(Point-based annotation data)
==================================================
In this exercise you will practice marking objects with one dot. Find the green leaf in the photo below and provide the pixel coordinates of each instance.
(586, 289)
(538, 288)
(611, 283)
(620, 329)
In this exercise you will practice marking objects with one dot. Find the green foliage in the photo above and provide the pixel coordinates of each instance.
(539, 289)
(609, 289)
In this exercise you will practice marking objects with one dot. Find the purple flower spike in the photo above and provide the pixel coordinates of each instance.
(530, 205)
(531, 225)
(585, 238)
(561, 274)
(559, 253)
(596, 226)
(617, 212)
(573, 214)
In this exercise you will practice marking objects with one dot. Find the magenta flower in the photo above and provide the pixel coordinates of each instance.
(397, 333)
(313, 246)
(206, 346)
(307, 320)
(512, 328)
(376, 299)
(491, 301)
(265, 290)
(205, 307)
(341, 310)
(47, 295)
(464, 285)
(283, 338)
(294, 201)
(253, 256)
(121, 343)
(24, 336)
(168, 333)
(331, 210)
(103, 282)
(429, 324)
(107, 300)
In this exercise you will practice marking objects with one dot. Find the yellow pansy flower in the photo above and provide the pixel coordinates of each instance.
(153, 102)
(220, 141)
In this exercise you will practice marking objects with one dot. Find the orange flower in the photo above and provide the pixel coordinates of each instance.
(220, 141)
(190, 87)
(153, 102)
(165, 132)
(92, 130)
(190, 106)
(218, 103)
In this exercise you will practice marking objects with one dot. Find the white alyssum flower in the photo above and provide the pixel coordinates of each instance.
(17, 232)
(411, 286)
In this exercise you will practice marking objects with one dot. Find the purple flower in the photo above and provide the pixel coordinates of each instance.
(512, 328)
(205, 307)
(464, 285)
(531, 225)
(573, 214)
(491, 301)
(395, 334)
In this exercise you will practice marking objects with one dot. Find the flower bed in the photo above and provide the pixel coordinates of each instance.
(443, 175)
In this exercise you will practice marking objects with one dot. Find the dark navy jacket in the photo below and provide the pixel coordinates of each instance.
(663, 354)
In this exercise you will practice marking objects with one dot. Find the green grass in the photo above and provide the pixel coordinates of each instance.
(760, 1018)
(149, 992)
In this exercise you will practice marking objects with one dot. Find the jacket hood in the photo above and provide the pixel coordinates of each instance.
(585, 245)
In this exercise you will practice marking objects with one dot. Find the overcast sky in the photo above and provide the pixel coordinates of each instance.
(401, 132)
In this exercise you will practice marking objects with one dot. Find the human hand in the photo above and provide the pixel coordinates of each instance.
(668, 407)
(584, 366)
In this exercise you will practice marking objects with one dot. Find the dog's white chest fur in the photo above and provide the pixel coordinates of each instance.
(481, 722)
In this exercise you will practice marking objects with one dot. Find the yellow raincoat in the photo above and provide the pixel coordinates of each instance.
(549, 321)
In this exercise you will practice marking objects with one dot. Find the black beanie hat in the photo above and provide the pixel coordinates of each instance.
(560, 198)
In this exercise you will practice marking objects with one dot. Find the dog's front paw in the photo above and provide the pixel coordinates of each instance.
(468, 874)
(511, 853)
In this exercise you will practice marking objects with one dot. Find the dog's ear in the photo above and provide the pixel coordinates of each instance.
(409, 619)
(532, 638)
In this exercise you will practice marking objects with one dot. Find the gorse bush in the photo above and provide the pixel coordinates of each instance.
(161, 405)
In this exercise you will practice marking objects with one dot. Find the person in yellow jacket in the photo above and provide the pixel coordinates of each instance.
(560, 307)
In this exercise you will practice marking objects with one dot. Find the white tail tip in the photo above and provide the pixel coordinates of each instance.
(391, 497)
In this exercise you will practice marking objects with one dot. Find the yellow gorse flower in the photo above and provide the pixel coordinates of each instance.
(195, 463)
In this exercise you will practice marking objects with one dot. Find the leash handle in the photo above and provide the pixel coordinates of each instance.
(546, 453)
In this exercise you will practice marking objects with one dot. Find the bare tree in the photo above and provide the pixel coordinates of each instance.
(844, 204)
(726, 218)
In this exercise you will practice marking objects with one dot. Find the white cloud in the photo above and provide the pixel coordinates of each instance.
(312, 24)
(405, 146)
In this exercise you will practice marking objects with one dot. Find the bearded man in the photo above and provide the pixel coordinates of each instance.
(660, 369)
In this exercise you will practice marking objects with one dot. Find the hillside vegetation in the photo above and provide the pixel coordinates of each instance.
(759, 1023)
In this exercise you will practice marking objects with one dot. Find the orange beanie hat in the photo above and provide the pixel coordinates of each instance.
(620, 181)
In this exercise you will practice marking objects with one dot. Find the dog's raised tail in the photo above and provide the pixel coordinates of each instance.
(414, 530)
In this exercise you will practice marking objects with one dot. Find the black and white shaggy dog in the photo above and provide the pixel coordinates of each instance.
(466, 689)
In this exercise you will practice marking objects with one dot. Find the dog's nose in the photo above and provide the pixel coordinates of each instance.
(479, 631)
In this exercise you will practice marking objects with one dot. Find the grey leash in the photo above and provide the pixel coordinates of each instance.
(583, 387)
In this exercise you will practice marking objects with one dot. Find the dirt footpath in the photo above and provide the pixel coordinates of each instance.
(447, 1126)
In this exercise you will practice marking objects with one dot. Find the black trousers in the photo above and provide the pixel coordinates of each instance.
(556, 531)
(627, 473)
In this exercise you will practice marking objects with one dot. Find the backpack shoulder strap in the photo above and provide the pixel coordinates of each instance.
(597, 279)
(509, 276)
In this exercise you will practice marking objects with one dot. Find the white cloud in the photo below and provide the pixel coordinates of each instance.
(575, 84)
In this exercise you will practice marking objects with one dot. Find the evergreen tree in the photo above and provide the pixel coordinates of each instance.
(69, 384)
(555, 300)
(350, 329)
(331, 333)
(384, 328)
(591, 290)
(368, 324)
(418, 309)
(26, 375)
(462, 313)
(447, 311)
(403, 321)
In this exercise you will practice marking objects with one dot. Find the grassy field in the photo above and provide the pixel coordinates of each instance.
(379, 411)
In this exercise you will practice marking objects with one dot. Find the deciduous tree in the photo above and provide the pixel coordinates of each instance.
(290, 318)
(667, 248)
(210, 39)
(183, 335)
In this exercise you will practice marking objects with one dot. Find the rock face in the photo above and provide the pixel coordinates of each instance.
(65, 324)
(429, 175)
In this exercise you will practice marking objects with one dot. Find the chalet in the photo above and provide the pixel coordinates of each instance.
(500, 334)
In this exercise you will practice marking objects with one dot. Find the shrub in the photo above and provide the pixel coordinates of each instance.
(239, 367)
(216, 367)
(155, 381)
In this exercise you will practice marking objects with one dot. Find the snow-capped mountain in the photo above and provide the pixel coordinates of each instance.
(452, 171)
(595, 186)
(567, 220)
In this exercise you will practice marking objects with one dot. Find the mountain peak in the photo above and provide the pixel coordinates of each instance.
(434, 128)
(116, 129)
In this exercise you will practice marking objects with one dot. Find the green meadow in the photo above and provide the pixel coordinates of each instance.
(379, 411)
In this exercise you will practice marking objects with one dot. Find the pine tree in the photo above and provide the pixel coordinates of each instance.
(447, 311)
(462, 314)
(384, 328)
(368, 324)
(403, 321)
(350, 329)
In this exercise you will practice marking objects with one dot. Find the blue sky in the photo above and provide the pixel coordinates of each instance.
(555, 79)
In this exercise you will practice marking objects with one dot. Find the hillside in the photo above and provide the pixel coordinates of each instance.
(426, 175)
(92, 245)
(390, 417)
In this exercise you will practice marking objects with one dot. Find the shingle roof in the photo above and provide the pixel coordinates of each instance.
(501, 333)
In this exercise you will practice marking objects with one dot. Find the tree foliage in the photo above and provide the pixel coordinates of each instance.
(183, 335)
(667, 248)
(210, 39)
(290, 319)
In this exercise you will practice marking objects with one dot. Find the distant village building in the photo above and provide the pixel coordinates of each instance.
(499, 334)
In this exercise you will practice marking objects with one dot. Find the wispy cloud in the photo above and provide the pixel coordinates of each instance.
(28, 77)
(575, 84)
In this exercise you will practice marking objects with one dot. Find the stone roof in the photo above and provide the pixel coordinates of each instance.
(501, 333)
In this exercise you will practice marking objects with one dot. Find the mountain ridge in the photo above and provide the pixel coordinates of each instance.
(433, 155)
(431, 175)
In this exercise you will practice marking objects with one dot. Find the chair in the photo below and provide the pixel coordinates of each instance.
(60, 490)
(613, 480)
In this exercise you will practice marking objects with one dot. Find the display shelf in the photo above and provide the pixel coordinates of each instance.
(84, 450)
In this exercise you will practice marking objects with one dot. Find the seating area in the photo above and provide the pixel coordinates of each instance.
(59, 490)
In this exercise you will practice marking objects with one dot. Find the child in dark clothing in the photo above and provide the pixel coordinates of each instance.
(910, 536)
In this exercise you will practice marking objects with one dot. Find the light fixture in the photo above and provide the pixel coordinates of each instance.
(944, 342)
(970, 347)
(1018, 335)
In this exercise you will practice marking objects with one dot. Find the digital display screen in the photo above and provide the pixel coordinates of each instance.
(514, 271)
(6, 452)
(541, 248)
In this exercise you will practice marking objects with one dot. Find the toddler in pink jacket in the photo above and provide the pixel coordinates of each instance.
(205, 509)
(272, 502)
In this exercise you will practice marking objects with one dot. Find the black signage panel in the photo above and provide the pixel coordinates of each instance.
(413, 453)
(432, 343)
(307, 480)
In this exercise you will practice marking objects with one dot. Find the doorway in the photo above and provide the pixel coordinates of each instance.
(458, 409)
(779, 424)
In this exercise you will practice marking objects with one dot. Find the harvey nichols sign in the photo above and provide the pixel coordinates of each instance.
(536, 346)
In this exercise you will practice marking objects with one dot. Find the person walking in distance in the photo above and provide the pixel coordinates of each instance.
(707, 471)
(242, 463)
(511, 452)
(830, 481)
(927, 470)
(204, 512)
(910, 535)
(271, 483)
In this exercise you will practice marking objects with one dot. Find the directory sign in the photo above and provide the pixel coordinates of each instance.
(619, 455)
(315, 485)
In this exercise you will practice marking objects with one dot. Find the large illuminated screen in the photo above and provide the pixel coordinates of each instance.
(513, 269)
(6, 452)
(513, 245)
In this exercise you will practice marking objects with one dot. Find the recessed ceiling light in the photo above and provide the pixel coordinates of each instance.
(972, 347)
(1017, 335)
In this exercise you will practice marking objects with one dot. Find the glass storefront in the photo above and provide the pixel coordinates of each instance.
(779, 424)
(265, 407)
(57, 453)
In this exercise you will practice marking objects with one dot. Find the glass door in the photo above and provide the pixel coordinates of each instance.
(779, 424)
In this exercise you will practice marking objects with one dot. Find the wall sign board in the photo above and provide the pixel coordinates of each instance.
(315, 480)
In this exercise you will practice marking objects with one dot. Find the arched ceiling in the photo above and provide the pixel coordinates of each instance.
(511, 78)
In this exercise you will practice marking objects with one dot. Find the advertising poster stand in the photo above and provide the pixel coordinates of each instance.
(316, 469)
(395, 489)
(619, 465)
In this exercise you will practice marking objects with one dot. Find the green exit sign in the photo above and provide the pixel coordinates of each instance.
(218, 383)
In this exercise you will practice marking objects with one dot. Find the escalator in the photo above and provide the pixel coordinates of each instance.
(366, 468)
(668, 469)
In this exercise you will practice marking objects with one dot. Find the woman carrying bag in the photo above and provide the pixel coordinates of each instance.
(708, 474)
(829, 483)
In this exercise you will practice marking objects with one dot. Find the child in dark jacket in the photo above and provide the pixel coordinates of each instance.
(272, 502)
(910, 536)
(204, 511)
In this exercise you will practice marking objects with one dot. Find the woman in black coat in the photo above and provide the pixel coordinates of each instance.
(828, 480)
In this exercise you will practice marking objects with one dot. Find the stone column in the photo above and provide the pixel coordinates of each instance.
==================================================
▶ _REQUIRED WORK_
Set down, unchanged, the line that contains "in dark jacket" together with every later line in the records, through the last one.

▶ _ANSWER TO THIS EXERCISE_
In this exercise you will practice marking objects with one dot. Find the child in dark jacket in the photo above and provide the pixel coordinates of each instance.
(272, 502)
(910, 536)
(204, 511)
In this exercise you will practice marking objects with one dot. Find the woman in black coat in the photo above and provide the pixel coordinates of each instance.
(828, 480)
In this exercise you will practice marking objects with one dot. Find the stone column in the photo above and provide the pixel coordinates of each instance.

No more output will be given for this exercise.